-- EXERCISE BRIEF --
Please reproduce, word for word, the part of the items below that opens with the line containing "Tag the pink" and runs through the last line of the items. Give only that part.

[begin THE INPUT]

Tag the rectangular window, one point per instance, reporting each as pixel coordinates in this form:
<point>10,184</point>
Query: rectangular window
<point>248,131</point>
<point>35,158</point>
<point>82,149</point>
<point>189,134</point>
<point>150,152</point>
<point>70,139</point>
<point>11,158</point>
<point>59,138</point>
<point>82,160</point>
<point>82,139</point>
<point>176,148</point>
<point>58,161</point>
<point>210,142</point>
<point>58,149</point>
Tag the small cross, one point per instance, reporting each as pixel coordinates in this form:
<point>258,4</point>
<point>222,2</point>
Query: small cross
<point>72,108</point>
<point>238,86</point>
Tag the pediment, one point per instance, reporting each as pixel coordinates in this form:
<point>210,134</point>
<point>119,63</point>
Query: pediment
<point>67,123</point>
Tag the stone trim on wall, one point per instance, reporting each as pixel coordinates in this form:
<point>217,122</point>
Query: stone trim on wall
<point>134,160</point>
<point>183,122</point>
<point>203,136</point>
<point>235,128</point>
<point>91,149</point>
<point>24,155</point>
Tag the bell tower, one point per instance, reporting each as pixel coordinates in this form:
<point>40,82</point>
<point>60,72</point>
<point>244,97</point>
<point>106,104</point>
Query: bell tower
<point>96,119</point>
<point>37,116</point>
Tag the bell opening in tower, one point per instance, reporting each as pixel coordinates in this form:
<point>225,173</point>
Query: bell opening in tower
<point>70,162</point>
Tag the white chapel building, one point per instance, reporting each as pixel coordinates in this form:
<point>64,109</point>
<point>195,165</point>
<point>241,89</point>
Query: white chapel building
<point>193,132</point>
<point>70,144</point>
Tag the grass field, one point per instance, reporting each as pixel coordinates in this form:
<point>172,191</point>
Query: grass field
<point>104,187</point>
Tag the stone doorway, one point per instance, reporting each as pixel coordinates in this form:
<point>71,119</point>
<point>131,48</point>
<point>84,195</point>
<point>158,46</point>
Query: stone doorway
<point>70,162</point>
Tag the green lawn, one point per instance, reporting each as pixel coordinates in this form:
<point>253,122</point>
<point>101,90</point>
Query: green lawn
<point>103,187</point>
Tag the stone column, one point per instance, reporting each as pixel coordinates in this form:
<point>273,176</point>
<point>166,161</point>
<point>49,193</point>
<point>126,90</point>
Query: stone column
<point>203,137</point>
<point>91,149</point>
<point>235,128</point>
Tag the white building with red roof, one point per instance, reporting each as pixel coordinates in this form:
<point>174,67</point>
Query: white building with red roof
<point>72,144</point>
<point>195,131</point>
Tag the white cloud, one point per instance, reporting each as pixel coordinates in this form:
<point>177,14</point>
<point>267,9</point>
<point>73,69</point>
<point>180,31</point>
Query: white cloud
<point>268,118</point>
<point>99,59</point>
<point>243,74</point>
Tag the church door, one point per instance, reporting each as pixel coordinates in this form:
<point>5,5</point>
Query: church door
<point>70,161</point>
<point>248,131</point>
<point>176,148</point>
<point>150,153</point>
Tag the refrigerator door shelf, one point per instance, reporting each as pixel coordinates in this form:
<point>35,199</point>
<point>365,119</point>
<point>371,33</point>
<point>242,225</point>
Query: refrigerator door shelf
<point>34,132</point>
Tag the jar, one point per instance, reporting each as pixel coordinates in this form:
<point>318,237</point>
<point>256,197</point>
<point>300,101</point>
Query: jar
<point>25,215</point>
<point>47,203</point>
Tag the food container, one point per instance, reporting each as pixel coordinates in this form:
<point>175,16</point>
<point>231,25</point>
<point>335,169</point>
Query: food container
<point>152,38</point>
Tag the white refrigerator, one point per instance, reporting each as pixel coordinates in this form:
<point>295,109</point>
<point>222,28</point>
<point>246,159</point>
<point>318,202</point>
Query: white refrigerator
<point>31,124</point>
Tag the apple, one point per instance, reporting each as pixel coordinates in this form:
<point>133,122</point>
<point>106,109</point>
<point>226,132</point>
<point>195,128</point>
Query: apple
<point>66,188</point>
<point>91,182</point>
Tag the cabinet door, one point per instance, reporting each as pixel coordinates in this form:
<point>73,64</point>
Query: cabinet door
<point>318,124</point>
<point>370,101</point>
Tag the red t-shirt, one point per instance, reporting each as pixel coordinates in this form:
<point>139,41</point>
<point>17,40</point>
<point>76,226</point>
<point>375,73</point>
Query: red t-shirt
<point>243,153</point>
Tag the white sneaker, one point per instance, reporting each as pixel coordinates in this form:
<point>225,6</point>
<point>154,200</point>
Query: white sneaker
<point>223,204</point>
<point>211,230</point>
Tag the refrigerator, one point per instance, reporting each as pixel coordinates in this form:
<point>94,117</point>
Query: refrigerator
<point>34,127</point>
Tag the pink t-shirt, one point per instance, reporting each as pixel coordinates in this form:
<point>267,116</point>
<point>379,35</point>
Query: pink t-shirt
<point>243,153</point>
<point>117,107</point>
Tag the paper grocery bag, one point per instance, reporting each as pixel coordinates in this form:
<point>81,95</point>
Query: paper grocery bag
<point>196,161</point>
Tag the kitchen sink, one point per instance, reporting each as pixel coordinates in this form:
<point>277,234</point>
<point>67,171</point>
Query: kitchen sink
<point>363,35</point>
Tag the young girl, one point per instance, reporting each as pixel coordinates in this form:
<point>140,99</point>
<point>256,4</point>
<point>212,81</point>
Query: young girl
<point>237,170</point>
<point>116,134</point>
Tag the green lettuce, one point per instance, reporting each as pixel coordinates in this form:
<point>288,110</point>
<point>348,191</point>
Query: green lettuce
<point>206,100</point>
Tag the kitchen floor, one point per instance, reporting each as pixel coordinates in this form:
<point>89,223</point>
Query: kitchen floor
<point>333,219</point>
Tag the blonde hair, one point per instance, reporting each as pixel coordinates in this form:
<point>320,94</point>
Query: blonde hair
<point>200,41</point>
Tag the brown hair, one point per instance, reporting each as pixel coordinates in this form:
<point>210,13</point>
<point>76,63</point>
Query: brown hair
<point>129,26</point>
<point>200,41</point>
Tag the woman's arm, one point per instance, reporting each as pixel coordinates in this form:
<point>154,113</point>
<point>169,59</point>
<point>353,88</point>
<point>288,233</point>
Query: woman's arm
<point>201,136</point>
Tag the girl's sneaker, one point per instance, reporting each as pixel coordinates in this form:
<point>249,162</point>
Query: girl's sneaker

[end THE INPUT]

-- ANSWER TO THE PROBLEM --
Tag the pink t-shirt, one point per instance, reporting each as pixel coordinates in this form:
<point>267,116</point>
<point>379,35</point>
Query: pink t-shirt
<point>243,153</point>
<point>117,107</point>
Tag the paper grocery bag, one point per instance, reporting each as pixel coordinates in this form:
<point>81,95</point>
Query: paper grocery bag
<point>196,161</point>
Tag the kitchen sink, one point per instance, reporting each as pixel coordinates in this form:
<point>277,234</point>
<point>67,171</point>
Query: kitchen sink
<point>363,35</point>
Tag the young girl, one point per instance, reporting each as pixel coordinates in this form:
<point>140,99</point>
<point>256,4</point>
<point>212,81</point>
Query: young girl
<point>237,170</point>
<point>116,134</point>
Tag the green lettuce, one point per instance, reporting each as pixel coordinates in this form:
<point>288,110</point>
<point>348,191</point>
Query: green lettuce
<point>206,100</point>
Tag the kitchen floor, one point per instance, reporting each as pixel coordinates in this form:
<point>89,223</point>
Query: kitchen floor
<point>333,219</point>
Tag the blonde hair, one point per instance, reporting each as pixel coordinates in this form:
<point>320,94</point>
Query: blonde hair
<point>200,41</point>
Tag the brown hair, one point per instance, reporting each as pixel coordinates in this form:
<point>210,13</point>
<point>76,63</point>
Query: brown hair
<point>129,26</point>
<point>200,41</point>
Tag the woman's arm, one point per instance, reporting each as pixel coordinates in this form:
<point>154,113</point>
<point>169,59</point>
<point>353,88</point>
<point>288,233</point>
Query: woman's arm
<point>201,136</point>
Tag the girl's sneaker, one point per instance, reporting each as pixel coordinates in this form:
<point>249,162</point>
Query: girl's sneaker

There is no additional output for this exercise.